▶ [Excerpt provided]:
━━━━

There are a lot of different ways that you can chemically prepare your fabric ahead of time to keep this from happening. I don’t have to do any of that because I have another printer that DOES work for this process so, fortunately, I’ve never really had to pursue those other options.
This example was printed on my large format printer, which is also an inkjet printer. As you can see here nothing happens to the ink when it’s wet. It doesn’t run or drip. So, it will stand up to all of the gluing that you will need to do without ruining your image.
So, once you have proven to yourself that your printer will work for this process, you can start preparing your fabric.
Method number 1 – using freezer paper
The first method I’m going to show involves freezer paper that you can buy at any grocery store. This paper is shiny on one side. The shiny side is the side that you will adhere to your fabric using an iron. By the way, I also make quilts, and you can use this same process to print images that you want to use for your quilts.
Cut your paper and your material to more-or-less the size that you want. I always cut both pieces a bit larger than the final size and then trim everything to the exact size once I’ve ironed the two pieces together.
Place the freezer paper on your ironing board or work surface shiny side up and place your material face up on the shiny side of the freezer paper.
Iron the pieces together
Iron the two pieces together with your iron on its hottest setting. If you think your material is the least bit susceptible to heat then use a barrier fabric to keep from scorching the target fabric. I almost always use cotton for this process and it will take a very hot iron.
By the way, you can use plain white fabric for this process or add to a print that already exists on the fabric. I iron it from the material side first to keep an eye on the fabric and keep it from getting wrinkled. Once I’m sure I have it stuck down from this side I turn it over and also iron it from the paper side.
Trim the combined fabric and paper
Once you’ve ironed the fabric front and back and you’re confident that the freezer paper is firmly attached, trim it to the size that you want to run through your printer. For a desktop printer that size might be 8 ½ x 11 or 8 ½ x 14 – for a large format printer that could be almost anything.
I am a little paranoid about getting these fabric “sandwiches” jammed in my expensive printer. I always iron them one more time after trimming just to make sure everything is firmly stuck together.
Load it into your printer and print!
Once you have the fabric and freezer paper firmly ironed together and trimmed to size then just load it into your printer and print on it as you would any piece of paper. Be careful to load it so that you’re printing on the fabric and not on the paper side. That may entail putting it into the loader upside down, depending on your printer configuration.
Iron the image to set the ink
Once the image is printed I peel the freezer paper off and then iron the fabric again with a very hot iron to really set the ink. I don’t actually know if this is necessary or not, I just always do it. That’s probably a leftover from setting fabric paint back in the day.

━━━━

▶ [Entries provided]:
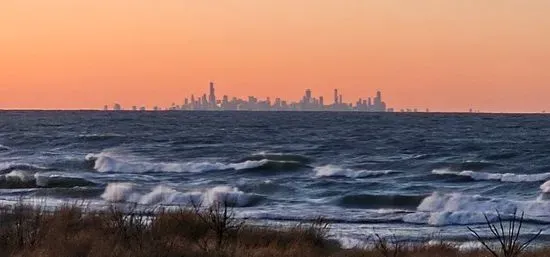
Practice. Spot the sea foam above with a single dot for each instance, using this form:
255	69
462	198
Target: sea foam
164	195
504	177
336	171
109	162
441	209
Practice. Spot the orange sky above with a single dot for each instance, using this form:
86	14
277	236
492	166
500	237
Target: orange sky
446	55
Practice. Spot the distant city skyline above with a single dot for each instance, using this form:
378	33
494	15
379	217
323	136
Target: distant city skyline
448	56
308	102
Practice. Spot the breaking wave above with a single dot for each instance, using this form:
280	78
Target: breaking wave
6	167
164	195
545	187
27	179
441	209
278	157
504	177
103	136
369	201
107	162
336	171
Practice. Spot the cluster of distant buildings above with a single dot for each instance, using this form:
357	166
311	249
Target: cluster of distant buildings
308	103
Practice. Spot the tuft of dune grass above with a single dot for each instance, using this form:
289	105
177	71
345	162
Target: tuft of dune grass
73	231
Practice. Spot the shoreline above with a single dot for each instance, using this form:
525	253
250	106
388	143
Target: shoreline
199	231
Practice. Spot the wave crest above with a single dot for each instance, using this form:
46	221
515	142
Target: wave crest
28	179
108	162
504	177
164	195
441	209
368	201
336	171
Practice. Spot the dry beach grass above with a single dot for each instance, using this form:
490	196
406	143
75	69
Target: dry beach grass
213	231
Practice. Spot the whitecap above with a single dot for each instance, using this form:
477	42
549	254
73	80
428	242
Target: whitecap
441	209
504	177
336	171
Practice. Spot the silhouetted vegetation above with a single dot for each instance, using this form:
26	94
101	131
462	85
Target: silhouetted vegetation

━━━━

▶ [Tasks and exercises]:
(A) Answer these from the fabric-printing tutorial, one per line:
(i) Which side of the freezer paper goes against the fabric?
(ii) What iron setting does the tutorial give for joining the fabric and freezer paper?
(iii) What two sizes does it suggest for a desktop printer?
(B) Carry on the fabric-printing tutorial from the point where it stops.

▶ [Written responses]:
(A)
(i) The shiny side.
(ii) The hottest setting.
(iii) 8 ½ x 11 or 8 ½ x 14.

(B)
Make this printed fabric into bookcloth
Now you’re ready to make bookcloth out of your design. To do that you’ll permanently seal the back with paper. The whole point of sealing the back of the fabric with paper is to stabilize it and make it possible to use the fabric to cover your books. If you skip the step of applying a backing paper you risk having glue come through the weave of the fabric and ruining your cover. That’s what happened here:
So, you want to apply the backing paper. But, you also want to glue it down with something washable and reversible. Wheat paste is, even once it’s dried. Wheat paste is water soluble, so if it gets on the front of the fabric it’s no big deal. It can be washed off even after it completely dries.
You don’t want to use PVA glue when you’re making bookcloth. Just like using fabric without first backing it with paper, if you use PVA glue here you risk it being pushed through the weave of the fabric, ruining your fabric.
PVA isn’t reversible. Once PVA glue dries, it’s permanent.
First, make some wheat paste
So, first, make some wheat paste, which is very simple to make and will take you about five minutes. I’m not going to go through that process here, but you can watch my brief video here on making wheat paste to learn how to do that, or read the written instructions here.
Gather the rest of your materials
You’ll also need some rice paper, or some other thin paper to back your fabric with. Rice paper is best because it’s thin but strong when it’s wet. It’s also archival, so it won’t turn your books yellow and brittle. Here’s a great source for cheap rice paper:
You’ll also want a firm surface to attach the bookcloth to while it dries. I’m using a glass shelf that I bought at Ikea.
Cut enough rice paper to more than cover the fabric. You’ll want the paper to fall past the fabric and adhere to the glass. If you try to do this with one continuous sheet of paper you will find it hard to manage once it’s wet and covered with paste. I always cut several smaller pieces because they’re easier to handle.
Prepare the materials
Before positioning your fabric on the glass lightly spray the surface with water so the fabric won’t slide around. Place the fabric right side down and smooth it out.
If your rice paper has been cut from a roll then it’s probably all curled up. If that’s the case, spray it lightly with water to relax it. Cover the first piece thoroughly with paste.
Apply the rice paper to the fabric
The next part is the trickiest, but there’s no reason to rush this process. The paste will stay wet for awhile and it’s pretty easy to untangle your paper when you’re using smaller pieces like this. So, take your time and place the paper so that it covers your fabric with the margins of the rice paper falling onto the glass.
I use a brayer to gently roll the air bubbles out of the rice paper. Start from the middle and roll out toward the edges. Then, brush the paper lightly with a dry brush to remove any small air bubbles. Pay attention to the edges where the paper is overlapping the glass and make sure it’s adhering to the glass.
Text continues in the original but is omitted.